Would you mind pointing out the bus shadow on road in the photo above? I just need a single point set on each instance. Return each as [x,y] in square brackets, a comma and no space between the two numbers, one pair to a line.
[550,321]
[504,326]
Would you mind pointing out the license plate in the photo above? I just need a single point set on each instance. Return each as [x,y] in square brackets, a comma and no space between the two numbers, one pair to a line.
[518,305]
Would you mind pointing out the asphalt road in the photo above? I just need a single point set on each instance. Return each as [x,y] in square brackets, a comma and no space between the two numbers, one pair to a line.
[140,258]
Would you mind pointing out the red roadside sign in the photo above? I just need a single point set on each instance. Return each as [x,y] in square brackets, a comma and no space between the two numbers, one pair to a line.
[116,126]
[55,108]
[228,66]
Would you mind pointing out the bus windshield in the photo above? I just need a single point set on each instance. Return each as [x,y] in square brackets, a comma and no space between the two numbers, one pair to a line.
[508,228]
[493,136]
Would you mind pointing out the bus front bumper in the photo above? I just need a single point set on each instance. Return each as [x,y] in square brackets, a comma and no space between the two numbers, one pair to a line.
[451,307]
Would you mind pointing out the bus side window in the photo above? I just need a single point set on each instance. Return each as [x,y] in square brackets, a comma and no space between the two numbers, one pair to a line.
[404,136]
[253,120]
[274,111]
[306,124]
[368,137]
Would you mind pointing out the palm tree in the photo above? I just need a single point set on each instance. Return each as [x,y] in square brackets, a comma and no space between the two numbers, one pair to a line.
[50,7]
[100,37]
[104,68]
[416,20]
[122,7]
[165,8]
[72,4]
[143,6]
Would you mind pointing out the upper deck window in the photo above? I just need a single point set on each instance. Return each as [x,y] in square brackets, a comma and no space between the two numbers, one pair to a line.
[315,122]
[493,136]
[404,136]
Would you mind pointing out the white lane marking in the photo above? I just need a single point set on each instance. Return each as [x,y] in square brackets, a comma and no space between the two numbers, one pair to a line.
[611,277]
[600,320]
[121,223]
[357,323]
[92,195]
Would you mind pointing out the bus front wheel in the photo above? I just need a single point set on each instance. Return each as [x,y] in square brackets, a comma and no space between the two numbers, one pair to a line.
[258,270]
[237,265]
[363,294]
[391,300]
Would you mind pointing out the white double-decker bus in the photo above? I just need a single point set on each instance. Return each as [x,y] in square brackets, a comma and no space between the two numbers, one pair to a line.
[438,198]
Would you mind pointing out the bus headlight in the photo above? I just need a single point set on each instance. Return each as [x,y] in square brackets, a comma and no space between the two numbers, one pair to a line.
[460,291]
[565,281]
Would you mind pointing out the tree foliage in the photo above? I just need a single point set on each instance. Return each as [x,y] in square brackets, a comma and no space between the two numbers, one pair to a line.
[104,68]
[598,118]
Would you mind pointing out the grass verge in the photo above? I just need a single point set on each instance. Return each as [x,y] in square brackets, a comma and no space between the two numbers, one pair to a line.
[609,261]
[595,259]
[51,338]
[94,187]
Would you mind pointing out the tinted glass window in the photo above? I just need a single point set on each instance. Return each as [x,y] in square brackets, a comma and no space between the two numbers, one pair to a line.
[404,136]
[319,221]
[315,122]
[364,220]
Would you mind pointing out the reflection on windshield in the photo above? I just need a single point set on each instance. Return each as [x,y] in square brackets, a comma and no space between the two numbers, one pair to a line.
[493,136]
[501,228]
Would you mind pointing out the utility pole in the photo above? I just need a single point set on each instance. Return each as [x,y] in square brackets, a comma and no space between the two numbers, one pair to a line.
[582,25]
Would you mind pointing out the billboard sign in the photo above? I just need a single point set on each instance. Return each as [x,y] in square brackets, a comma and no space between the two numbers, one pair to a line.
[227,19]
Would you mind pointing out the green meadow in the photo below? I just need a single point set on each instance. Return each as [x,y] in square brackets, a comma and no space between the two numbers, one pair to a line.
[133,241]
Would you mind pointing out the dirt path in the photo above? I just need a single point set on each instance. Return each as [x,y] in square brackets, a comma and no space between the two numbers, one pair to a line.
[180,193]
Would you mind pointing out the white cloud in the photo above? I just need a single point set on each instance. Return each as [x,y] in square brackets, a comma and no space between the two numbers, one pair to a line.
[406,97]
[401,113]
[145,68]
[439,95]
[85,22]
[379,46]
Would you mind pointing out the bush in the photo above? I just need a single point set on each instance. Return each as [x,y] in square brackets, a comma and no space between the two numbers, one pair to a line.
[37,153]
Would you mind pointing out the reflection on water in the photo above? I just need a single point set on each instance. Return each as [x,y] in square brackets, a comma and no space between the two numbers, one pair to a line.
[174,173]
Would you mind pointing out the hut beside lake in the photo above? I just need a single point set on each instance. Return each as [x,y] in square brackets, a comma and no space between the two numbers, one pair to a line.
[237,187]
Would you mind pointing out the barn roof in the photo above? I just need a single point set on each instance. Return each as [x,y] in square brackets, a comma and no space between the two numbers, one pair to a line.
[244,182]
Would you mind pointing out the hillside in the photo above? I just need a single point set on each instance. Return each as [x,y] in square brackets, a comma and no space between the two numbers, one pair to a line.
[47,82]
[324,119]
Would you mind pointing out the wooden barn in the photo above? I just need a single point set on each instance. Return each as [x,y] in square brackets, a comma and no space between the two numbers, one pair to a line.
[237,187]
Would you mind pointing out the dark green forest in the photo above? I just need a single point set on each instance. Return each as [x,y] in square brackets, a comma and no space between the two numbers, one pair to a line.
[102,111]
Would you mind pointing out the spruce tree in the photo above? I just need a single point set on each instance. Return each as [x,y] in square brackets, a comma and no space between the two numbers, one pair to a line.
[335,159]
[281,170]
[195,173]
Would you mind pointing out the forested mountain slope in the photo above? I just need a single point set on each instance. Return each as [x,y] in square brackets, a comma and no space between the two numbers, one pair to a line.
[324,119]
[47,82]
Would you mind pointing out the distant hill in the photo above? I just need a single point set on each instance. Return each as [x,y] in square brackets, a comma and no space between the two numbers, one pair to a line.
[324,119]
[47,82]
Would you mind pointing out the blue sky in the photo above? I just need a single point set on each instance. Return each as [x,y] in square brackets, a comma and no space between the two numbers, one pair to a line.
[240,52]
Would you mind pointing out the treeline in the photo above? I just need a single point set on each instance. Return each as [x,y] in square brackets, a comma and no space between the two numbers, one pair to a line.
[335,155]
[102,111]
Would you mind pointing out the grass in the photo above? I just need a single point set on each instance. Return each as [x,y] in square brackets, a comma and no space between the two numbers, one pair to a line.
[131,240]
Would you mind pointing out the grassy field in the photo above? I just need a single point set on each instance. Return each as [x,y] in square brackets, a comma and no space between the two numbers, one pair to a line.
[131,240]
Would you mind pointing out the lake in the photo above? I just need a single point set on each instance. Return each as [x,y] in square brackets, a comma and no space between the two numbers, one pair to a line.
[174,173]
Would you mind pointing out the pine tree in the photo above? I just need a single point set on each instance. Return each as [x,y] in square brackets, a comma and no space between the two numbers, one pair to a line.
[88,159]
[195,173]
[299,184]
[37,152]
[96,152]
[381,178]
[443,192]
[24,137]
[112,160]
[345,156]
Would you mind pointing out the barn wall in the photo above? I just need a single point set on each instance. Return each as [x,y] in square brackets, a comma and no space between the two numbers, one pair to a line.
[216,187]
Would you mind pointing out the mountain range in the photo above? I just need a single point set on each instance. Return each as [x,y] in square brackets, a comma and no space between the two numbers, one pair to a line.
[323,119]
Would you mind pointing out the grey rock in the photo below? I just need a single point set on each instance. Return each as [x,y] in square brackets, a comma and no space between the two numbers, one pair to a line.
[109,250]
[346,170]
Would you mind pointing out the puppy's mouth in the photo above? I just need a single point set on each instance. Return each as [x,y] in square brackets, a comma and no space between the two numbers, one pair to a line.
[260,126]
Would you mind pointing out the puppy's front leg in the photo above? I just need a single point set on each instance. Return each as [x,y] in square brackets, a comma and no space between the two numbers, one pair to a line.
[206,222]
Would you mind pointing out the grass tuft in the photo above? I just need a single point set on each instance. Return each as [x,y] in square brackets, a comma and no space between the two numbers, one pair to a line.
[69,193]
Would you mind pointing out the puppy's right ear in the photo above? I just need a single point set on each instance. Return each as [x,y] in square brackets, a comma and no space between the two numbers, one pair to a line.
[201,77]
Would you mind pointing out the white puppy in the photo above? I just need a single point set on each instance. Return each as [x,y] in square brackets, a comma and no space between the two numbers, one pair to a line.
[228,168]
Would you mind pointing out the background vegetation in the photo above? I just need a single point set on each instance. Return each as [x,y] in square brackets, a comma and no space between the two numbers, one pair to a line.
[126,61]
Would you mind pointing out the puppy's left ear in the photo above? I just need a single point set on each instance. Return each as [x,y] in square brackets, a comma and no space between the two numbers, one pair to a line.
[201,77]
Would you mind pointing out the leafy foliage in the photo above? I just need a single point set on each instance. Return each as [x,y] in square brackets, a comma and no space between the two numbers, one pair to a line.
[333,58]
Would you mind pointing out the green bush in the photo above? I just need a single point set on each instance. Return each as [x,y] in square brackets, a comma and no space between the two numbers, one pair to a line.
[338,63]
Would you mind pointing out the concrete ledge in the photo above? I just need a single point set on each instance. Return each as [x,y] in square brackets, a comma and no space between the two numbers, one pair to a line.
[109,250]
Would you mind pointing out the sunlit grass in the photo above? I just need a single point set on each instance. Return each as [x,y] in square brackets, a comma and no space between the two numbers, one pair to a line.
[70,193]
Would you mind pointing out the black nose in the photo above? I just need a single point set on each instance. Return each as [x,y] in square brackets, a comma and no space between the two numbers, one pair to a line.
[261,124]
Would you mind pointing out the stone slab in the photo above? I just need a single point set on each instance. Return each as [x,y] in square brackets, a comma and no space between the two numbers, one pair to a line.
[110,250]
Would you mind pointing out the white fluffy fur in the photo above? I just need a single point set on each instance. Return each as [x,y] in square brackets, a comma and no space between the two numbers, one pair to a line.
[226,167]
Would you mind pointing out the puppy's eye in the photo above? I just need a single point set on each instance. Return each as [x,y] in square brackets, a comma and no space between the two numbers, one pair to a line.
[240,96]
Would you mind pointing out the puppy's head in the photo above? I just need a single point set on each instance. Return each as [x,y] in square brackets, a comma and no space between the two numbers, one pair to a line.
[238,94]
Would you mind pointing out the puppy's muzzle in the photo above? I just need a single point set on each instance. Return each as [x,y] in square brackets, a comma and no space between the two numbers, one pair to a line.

§ §

(WHAT YOU SHOULD DO) Starting with the line that contains "Would you mind pointing out the white fluffy", output every line through the end of the listing above, unchanged.

(TASK SOLUTION)
Would you mind pointing out the white fluffy fur in the photo above? I just need a single point set on each instance. Return each as [x,y] in square brackets, a comma and no space between the two numbers, one pair to a line.
[226,167]
Would you mind pointing out the puppy's eye in the photo above? I just need a single point set on each instance. Return each as [x,y] in square brackets, a comma and no space between the two numbers, one pair to a line.
[240,96]
Would you mind pointing out the puppy's head in the photo above? I just need a single point set on each instance. Return each as [x,y] in square brackets, a comma and no space between the two numbers, one pair to a line.
[238,94]
Would you mind pointing out the puppy's muzzle in the photo above? I just need a single point set on each instance. Return each as [x,y] in square brackets, a comma and no space between the two numbers, one pair to a line.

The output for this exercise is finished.